> _Исходный текст_:
::::::::::
На одну из лекций по географии Греции А.И. приносит баночку маслин и заставляет каждого съесть по 3 штуки, а относительно тех, на чьем лице замечает гримасы или удовольствие, сообщает в деканат, чтоб они были исключены.
Когда дома, говорит он, покупали маслины, то уже не обедали, а ели только их с прованским маслом.
Мать А.И. была полу-гречанка, полу-румынка, дед происходил из Фессалии.
Дома, когда не хотели, чтоб понимали слуги, говорили по-французски; когда не хотели, чтоб понимали слуги и дети, – по-гречески. Греческому языку их не учили. Румынскому – с превеликим удовольствием, поэтому по-румынски А.И. говорил свободно. Таким образом, когда А.И. кончил классическое отделение, родители сказали: «Ну, теперь от Аристида нельзя ничего скрыть!»
А.И. накормил меня до отвала (даже севрюгой) в маленьком ресторанчике «Балтика» на Сенной, а в довершение кутежа упоил Гымзой.
::::::::::
Записи из источника данных
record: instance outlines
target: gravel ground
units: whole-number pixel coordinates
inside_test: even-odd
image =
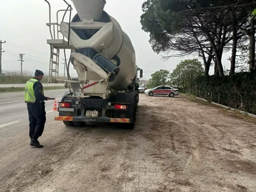
[[[45,147],[0,150],[0,191],[255,191],[255,119],[183,95],[140,95],[138,110],[134,130],[47,114]]]

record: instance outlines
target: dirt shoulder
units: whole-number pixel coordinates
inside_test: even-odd
[[[55,123],[64,139],[0,177],[0,191],[254,192],[255,122],[185,96],[140,95],[134,130]]]

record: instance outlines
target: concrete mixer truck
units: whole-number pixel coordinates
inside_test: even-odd
[[[69,91],[58,103],[58,116],[67,126],[82,126],[86,122],[123,123],[134,128],[139,102],[138,81],[143,70],[136,64],[134,49],[118,22],[103,10],[105,0],[72,0],[77,13],[71,19],[73,8],[65,0],[67,9],[57,13],[51,22],[49,83],[65,83]],[[59,23],[58,14],[64,12]],[[65,22],[66,16],[69,21]],[[66,63],[68,80],[59,79],[60,50],[71,50]],[[66,59],[66,58],[65,58]],[[70,67],[78,79],[71,79]],[[138,77],[138,73],[140,77]],[[119,124],[119,125],[121,125]]]

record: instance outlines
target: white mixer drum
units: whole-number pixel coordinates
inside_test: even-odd
[[[105,0],[73,0],[73,2],[78,14],[73,18],[72,23],[92,19],[95,21],[113,23],[113,40],[107,48],[109,56],[107,58],[116,61],[116,65],[120,68],[120,71],[115,80],[110,83],[109,86],[115,90],[126,89],[132,79],[134,79],[137,71],[135,50],[130,38],[123,32],[118,22],[103,11]],[[73,30],[81,39],[87,40],[99,29]],[[80,49],[83,49],[80,51],[86,56],[90,55],[90,57],[100,53],[94,52],[95,51],[89,47]]]

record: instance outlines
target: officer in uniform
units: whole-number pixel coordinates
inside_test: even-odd
[[[43,85],[40,81],[43,79],[44,73],[36,70],[35,77],[28,81],[25,89],[25,102],[27,104],[29,120],[29,137],[30,145],[41,148],[38,140],[44,131],[46,121],[44,101],[50,98],[44,96]]]

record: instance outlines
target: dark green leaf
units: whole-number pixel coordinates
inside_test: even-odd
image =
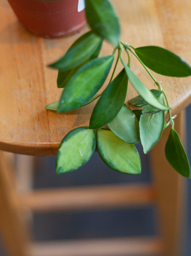
[[[148,104],[161,110],[170,109],[170,108],[162,104],[158,101],[151,91],[143,84],[124,62],[123,64],[132,85]]]
[[[91,31],[79,38],[66,54],[49,66],[60,70],[69,70],[89,59],[99,46],[101,39]]]
[[[163,96],[159,97],[161,102]],[[159,140],[164,127],[165,113],[148,105],[142,111],[139,120],[140,139],[145,154],[148,153]]]
[[[156,90],[155,89],[152,89],[150,90],[150,91],[156,98],[163,93],[163,91]],[[140,95],[131,99],[131,100],[129,101],[129,102],[134,107],[143,107],[147,104]]]
[[[97,145],[99,154],[110,168],[129,174],[141,172],[140,160],[133,144],[126,143],[111,131],[97,130]]]
[[[118,44],[120,28],[118,17],[108,0],[85,0],[88,23],[92,30],[114,46]]]
[[[156,73],[169,77],[187,77],[191,67],[181,58],[168,50],[157,46],[145,46],[135,53],[148,68]]]
[[[57,153],[57,174],[72,172],[85,164],[96,149],[96,135],[88,127],[70,131],[62,140]]]
[[[101,95],[101,94],[95,94],[91,98],[91,99],[90,100],[90,101],[89,101],[86,104],[85,104],[83,106],[85,106],[88,104],[90,103],[91,102],[92,102],[92,101],[94,101],[97,99],[98,97],[100,97]],[[46,109],[48,109],[49,110],[54,110],[55,111],[57,111],[57,110],[58,109],[59,104],[60,104],[60,101],[56,101],[55,102],[53,102],[52,103],[51,103],[49,105],[47,105],[45,107],[45,108]]]
[[[165,156],[169,163],[181,175],[190,178],[191,170],[186,154],[176,131],[171,129],[165,145]]]
[[[113,60],[113,55],[106,56],[81,67],[66,85],[58,113],[73,110],[87,103],[105,82]]]
[[[142,114],[142,109],[135,109],[133,112],[136,116],[138,120],[139,121],[141,115]]]
[[[125,142],[135,143],[139,140],[137,119],[125,104],[115,118],[108,124],[108,126],[113,133]]]
[[[90,119],[90,129],[100,128],[116,116],[125,100],[128,82],[124,69],[109,84],[97,102]]]
[[[58,76],[57,77],[57,86],[58,88],[64,88],[71,77],[78,71],[79,68],[86,62],[91,60],[93,60],[98,57],[101,49],[102,42],[101,41],[95,53],[94,53],[94,54],[82,64],[70,69],[70,70],[67,70],[66,71],[63,71],[62,70],[58,71]]]
[[[165,129],[166,129],[167,127],[167,124],[166,123],[166,122],[164,122],[164,127],[163,127],[163,130],[164,130]]]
::::::::::
> _Условие задания_: Допишите, пожалуйста, продолжение воспоминаний об А.И., начав сразу после их последней фразы.

> _Итог упражнения_:
А.И. любит рыбу и сухие вина, которые с водой с детства в Бессарабии[397] дают каждый день.
Доклады Альтмана всегда опирались на положения, которые он собирался высказать в следующем докладе. Греческой грамматики он почти не знал и переводил по наитию.
Егунов[398] обладал незаурядным литературным талантом и писал под псевдонимом Николев.
Егунов исследовал характер занятий Льва Толстого греческим языком и пришел к выводу, что [писатель] действительно освоил его за год, т. к. абсолютно не знал ни грамматики, ни характерных особенностей.
Отец А.И. хотел сначала, чтоб он был строительным инженером, потом математиком, и классическое отделение для семьи было неожиданностью. Тетка его Лукреция до самой смерти говорила: «Аристид кончил митологический факультет». Кузен его астроном[399].
Экскурсы в историю физики и естественных наук.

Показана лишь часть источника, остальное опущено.